[Items from a data source]
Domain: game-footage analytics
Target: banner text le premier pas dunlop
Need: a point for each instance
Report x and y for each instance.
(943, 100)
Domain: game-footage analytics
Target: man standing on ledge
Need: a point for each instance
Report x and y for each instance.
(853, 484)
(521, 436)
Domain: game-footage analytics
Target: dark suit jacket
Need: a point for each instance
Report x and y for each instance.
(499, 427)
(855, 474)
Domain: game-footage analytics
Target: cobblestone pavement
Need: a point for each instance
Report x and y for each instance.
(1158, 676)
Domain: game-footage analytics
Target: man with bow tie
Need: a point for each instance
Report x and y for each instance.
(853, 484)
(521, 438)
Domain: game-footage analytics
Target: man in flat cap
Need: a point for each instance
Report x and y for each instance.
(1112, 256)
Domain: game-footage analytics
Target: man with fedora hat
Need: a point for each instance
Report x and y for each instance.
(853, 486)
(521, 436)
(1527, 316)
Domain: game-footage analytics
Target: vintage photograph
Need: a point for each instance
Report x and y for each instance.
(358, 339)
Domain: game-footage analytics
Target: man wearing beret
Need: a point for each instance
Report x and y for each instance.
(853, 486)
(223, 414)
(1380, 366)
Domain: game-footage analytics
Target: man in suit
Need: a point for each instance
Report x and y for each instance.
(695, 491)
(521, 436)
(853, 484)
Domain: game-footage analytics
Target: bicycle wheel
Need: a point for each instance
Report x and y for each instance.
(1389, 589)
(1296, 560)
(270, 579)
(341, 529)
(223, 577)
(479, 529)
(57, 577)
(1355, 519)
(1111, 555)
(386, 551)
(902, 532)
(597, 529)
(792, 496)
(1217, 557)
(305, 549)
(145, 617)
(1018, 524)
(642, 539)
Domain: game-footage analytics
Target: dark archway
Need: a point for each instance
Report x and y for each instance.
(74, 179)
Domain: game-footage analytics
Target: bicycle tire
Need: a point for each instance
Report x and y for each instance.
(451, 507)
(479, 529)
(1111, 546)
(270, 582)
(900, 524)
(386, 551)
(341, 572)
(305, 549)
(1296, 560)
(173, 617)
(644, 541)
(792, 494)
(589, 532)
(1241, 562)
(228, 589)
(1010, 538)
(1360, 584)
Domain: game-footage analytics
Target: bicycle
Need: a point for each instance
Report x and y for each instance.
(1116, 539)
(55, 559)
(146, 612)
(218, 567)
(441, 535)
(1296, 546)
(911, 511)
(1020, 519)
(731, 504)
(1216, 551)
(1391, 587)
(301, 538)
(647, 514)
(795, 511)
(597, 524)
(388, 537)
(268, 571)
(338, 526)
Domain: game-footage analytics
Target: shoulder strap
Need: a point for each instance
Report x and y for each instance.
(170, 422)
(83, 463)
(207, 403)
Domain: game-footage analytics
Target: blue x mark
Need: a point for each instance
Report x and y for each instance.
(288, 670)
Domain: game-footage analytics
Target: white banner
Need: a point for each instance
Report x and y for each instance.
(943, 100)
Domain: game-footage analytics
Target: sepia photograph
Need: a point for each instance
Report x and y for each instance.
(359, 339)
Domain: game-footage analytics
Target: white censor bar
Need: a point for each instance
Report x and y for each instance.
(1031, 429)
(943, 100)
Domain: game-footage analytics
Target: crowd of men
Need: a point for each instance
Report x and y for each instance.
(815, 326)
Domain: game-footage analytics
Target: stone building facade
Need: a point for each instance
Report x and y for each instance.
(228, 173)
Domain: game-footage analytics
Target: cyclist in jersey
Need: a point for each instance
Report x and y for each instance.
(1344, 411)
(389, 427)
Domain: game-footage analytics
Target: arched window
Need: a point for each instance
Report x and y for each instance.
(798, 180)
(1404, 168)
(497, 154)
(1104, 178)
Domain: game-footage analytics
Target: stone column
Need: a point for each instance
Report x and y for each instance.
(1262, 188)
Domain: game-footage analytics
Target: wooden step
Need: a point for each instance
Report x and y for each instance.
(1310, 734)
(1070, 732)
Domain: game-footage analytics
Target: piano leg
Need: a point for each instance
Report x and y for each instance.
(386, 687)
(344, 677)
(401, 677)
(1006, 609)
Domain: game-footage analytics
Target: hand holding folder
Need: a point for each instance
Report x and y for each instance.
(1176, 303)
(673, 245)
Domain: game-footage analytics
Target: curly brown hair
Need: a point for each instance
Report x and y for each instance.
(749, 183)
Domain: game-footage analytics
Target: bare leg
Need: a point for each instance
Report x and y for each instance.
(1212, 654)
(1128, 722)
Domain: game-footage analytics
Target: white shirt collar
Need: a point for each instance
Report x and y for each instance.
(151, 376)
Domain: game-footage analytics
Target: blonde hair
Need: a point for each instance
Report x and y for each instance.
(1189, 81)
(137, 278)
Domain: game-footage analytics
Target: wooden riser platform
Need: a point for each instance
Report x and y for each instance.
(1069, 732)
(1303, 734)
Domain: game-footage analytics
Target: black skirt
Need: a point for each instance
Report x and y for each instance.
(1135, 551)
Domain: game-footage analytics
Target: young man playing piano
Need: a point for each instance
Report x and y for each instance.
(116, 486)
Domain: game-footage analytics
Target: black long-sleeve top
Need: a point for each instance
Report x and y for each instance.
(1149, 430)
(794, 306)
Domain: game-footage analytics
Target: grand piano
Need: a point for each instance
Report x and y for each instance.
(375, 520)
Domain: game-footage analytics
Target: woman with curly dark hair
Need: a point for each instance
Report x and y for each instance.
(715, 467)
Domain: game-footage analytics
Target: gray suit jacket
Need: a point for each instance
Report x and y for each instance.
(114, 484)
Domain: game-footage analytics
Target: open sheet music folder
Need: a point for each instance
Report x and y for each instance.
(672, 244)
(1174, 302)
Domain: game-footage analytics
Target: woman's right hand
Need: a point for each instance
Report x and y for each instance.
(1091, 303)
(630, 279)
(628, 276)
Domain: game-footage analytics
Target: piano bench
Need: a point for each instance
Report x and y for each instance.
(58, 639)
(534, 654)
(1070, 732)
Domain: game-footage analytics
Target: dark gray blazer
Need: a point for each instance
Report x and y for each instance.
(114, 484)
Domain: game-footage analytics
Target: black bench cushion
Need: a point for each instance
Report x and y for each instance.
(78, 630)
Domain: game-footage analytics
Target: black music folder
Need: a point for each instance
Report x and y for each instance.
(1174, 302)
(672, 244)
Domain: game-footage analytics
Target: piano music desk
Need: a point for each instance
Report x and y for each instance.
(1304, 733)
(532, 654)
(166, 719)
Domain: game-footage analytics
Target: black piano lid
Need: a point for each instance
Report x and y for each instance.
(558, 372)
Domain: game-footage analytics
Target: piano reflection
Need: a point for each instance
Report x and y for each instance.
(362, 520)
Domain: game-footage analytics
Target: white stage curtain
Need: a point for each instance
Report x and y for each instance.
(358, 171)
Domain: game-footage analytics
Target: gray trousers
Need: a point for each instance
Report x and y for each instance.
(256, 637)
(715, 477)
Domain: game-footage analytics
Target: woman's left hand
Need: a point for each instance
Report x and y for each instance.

EXERCISE DESCRIPTION - Reproduce all the records precisely.

THE COMPLETED TASK -
Domain: game-footage analytics
Target: banner text le premier pas dunlop
Need: a point for each instance
Report x and y for each instance.
(943, 100)
Domain: game-footage analytics
Target: man standing on ledge
Need: a point for each instance
Report x and y for each instance.
(853, 484)
(521, 436)
Domain: game-footage analytics
Target: dark suit jacket
Need: a point for each instance
Report x and y for each instance.
(499, 427)
(855, 474)
Domain: game-footage analytics
Target: cobblestone pavement
Need: a point for each instance
Report x and y for each instance.
(1158, 676)
Domain: game-footage analytics
Target: man with bow tie
Need: a point for each instance
Report x and y for each instance.
(853, 484)
(521, 438)
Domain: game-footage analytics
Target: man in flat cap
Need: a point for each instance
Report x and y for each instance.
(1112, 256)
Domain: game-footage analytics
Target: man with fedora hat
Need: a point for each instance
Report x and y for each instance.
(853, 486)
(521, 436)
(1527, 316)
Domain: game-footage analytics
Target: vintage photograph
Need: a point for each instance
Report x and y for each instance.
(358, 339)
Domain: game-footage analytics
Target: man wearing beret
Need: a point for each instance
Report x and y for each instance.
(853, 486)
(223, 414)
(1380, 366)
Domain: game-footage analytics
Target: man in suit
Need: a point for each instance
Report x and y for each instance.
(695, 491)
(521, 436)
(853, 484)
Domain: game-footage analytics
Target: bicycle wheel
Need: a point for each instance
Report x and y for each instance.
(1389, 589)
(1296, 560)
(270, 579)
(341, 529)
(223, 577)
(479, 529)
(57, 577)
(1355, 519)
(1111, 555)
(386, 551)
(902, 532)
(597, 529)
(792, 496)
(1217, 557)
(305, 549)
(145, 617)
(1018, 524)
(642, 539)
Domain: game-footage analytics
Target: dark archway
Need: a point for each instance
Report x and y for each instance.
(74, 179)
Domain: game-footage analytics
Target: bicycle tire
Need: a point for each instance
Report x and y for each instance.
(451, 507)
(479, 529)
(1111, 546)
(270, 582)
(900, 524)
(386, 551)
(341, 572)
(305, 549)
(1296, 560)
(173, 617)
(644, 541)
(792, 494)
(589, 532)
(1241, 562)
(228, 589)
(1010, 538)
(1360, 584)
Domain: game-footage analytics
Target: bicycle
Need: a point for each instance
Report x and y for each instance.
(1116, 539)
(55, 559)
(146, 612)
(218, 567)
(441, 535)
(1296, 546)
(911, 511)
(1020, 519)
(731, 504)
(1216, 551)
(1391, 587)
(301, 538)
(647, 514)
(795, 511)
(597, 524)
(388, 537)
(268, 571)
(338, 526)
Domain: game-footage analytics
Target: shoulder strap
Need: a point for each instance
Report x and y for each instance.
(170, 422)
(83, 463)
(207, 403)
Domain: game-footage analytics
Target: blue x mark
Need: a point for each instance
Report x and y for each instance.
(288, 670)
Domain: game-footage analytics
Target: white banner
Need: a point for each instance
Report x and y for each instance.
(943, 100)
Domain: game-footage analytics
Target: sepia photograph
Need: a point for each instance
Report x and y for each instance.
(359, 339)
Domain: game-footage analytics
Target: white censor bar
Need: a point for each instance
Report x and y for each instance.
(1031, 429)
(943, 100)
Domain: game-footage analytics
Target: crowd of men
Need: a point for each instance
Report x and y for each instance.
(815, 326)
Domain: game-footage analytics
Target: stone building facade
Need: a point for each instance
Report x and y for each instance.
(228, 173)
Domain: game-footage analytics
Target: cyclist in jersey
Need: a point for each instance
Report x and y for each instance.
(1344, 411)
(389, 427)
Domain: game-footage analytics
Target: arched window
Need: a point for each instance
Report x and y for each instance.
(798, 180)
(1404, 168)
(497, 154)
(1104, 178)
Domain: game-footage analytics
Target: stone column
Need: a point for each instance
Report x and y for each instance.
(1262, 188)
Domain: game-footage analytics
Target: wooden step
Need: a point for each instance
Report x and y for each instance.
(1310, 734)
(1070, 732)
Domain: game-footage analytics
Target: piano leg
Need: a point for each instance
Report x and y for each instance.
(386, 687)
(344, 677)
(401, 677)
(1006, 609)
Domain: game-footage analytics
Target: hand holding folder
Need: a point for each instance
Report x and y for each instance.
(1176, 303)
(673, 245)
Domain: game-footage analytics
Target: curly brown hair
Need: a point for each instance
Report x and y for each instance.
(749, 183)
Domain: game-footage analytics
Target: bare leg
Need: a point for each instance
Report x and y for each instance.
(1212, 654)
(1128, 722)
Domain: game-footage analytics
Target: white shirt collar
Need: a point for each instance
Report x and y for each instance.
(151, 376)
Domain: game-footage analytics
Target: blonde hair
Need: a point for each instance
Report x and y for each instance.
(1189, 81)
(137, 278)
Domain: game-footage analytics
Target: wooden riser platform
Need: a point for each instance
Report x and y for each instance.
(1069, 732)
(1303, 734)
Domain: game-footage analytics
Target: black skirt
Need: a point for each instance
Report x and y for each instance.
(1135, 551)
Domain: game-footage analytics
Target: young man playing piano
Need: a point for each instance
Report x and y for each instance.
(116, 486)
Domain: game-footage analytics
Target: black long-sleeve top
Need: a point for each instance
Report x and y for each instance.
(1149, 430)
(794, 306)
Domain: game-footage analytics
Target: grand piano
Need: a point for each instance
Report x and y for each instance.
(375, 520)
Domain: game-footage analytics
Target: woman with curly dark hair
Need: a point for each instance
Report x and y for each instance.
(715, 467)
Domain: game-footage analytics
Target: gray suit jacket
Need: a point for each instance
Report x and y for each instance.
(114, 484)
Domain: game-footage analytics
Target: open sheet music folder
Need: a point for each instance
Report x and y for each instance.
(672, 244)
(1174, 302)
Domain: game-footage analytics
Target: woman's right hand
Need: a point for each instance
Report x and y for each instance.
(1091, 303)
(630, 279)
(628, 276)
Domain: game-footage analytics
Target: piano bench
Need: a point for each instance
Report x and y for each instance.
(58, 639)
(534, 654)
(1070, 732)
Domain: game-footage analytics
Target: dark gray blazer
Need: a point for each instance
Report x and y for each instance.
(114, 484)
Domain: game-footage analytics
Target: black bench cushion
Need: a point for each instance
Report x and y for each instance.
(78, 630)
Domain: game-footage analytics
Target: black music folder
Need: a point for each instance
Report x and y for each instance.
(1174, 302)
(672, 244)
Domain: game-footage analytics
Target: piano music desk
Need: a point for each instance
Report x and y for each instance.
(1304, 733)
(532, 654)
(166, 719)
Domain: game-footage analytics
Target: black piano lid
Need: a point for each instance
Report x and y for each instance.
(558, 372)
Domain: game-footage analytics
Target: piano reflection
Need: a point for each instance
Report x and y for each instance.
(362, 520)
Domain: game-footage analytics
Target: white stage curtain
Need: a point for each instance
Report x and y for each instance.
(358, 171)
Domain: game-footage analytics
Target: gray trousers
Need: a point for each instance
Report x and y for each instance.
(256, 637)
(715, 477)
Domain: game-footage analytics
Target: woman's left hand
Need: a point for each instance
Report x and y for each instance.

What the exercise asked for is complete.